# Allgemeine Fragen zum PC bzw. Laptop aufrüsten



## Ctkoy (23. April 2019)

Hallo. Ich habe hier ein paar Fragen zu meinem PC und von mir neuangeschafften laptop

 

Zuerst der Rechner:

 

Möchte da 1 TB Festplatte setzen (derzeit nur 500 G und da ich sehr viel Zeugs droben habe will ich das bischen erweitern.

1 Was sollte man da beachten?

2 Welche Marken sind gut?

3 Sollte man auch Acht auf GB/s geben?

4 Wie geht es dann mit meinen Treibern für Grafikkarte, Prozessoren und alles anderem?

5 Wenn ich noch mal 8 GB RAM hinzufügen möchte auf was muss ich achten? habe 8 GB DDR3 (soweit ich weiss ist DDR3) und habe gehört wenn man mit anderer Frequenz bzw. anderem DDR-Typen zusammensetzt hats kaum Sinn. Also meine Frage hier muss das gleicher DDR Typ sein oder kann ich einfach DDR4 jetzt kaufen und damit auf 16 aufrüsten?

 

Habe eine Windows 7 DVD heisst es ich könnte dann einfach die DVD reinlegen und neuen Windows drauf installieren. Nur zur Verständnis ich will die alte 500 GB komplett ausbauen und 1 TB rein für den frischen Start sozusagen. 

 

Und laptop habe ich einen günstig ersteigert bei ebay allerdings hat der nur 300 GB Festplatte und ältere Grafikkarte. Kann man die Grafikkarten ersetzen der ist 3 Jahre alt und das man laptops aufrüsten kann gibts ja schon bissi länger.

== Rohdaten ==
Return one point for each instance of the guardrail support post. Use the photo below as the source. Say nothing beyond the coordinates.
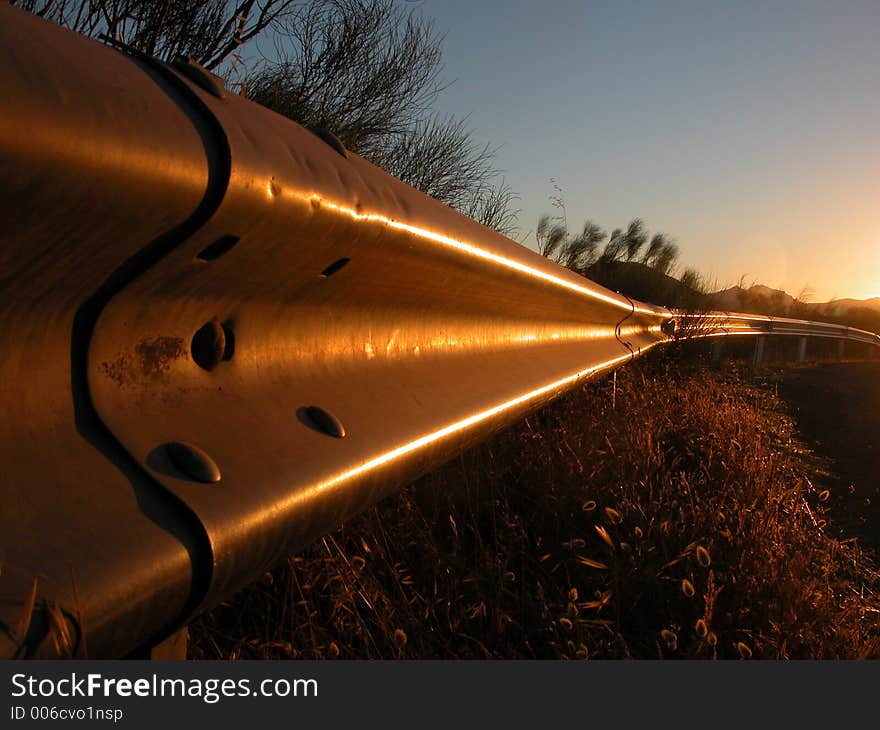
(759, 349)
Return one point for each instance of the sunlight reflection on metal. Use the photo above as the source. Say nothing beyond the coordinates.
(316, 201)
(450, 430)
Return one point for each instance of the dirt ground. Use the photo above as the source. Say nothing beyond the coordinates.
(837, 410)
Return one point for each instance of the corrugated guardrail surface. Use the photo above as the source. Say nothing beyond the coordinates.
(225, 334)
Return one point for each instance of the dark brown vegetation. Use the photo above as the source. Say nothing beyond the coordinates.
(678, 517)
(836, 406)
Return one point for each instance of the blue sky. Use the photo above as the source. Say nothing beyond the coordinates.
(747, 131)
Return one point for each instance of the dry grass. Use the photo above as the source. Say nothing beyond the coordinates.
(686, 522)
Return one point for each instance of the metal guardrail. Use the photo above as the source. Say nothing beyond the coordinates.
(225, 334)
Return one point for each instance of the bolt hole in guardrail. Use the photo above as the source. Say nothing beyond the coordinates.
(331, 139)
(218, 248)
(322, 421)
(193, 462)
(213, 341)
(334, 267)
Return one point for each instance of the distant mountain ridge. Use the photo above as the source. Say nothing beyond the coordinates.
(736, 297)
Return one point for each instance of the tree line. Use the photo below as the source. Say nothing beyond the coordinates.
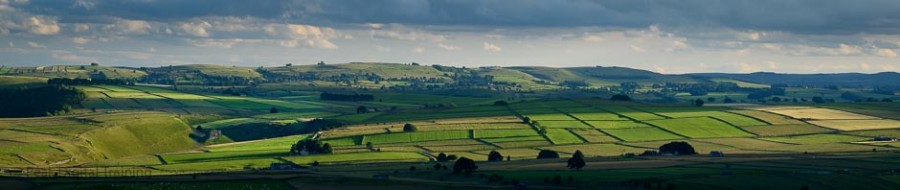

== Arbeitsauftrag ==
Wie groß ist laut Textauszug die Festplatte des bei eBay ersteigerten Laptops?

== Vollständige Antwort ==
Die Festplatte des Laptops hat nur 300 GB.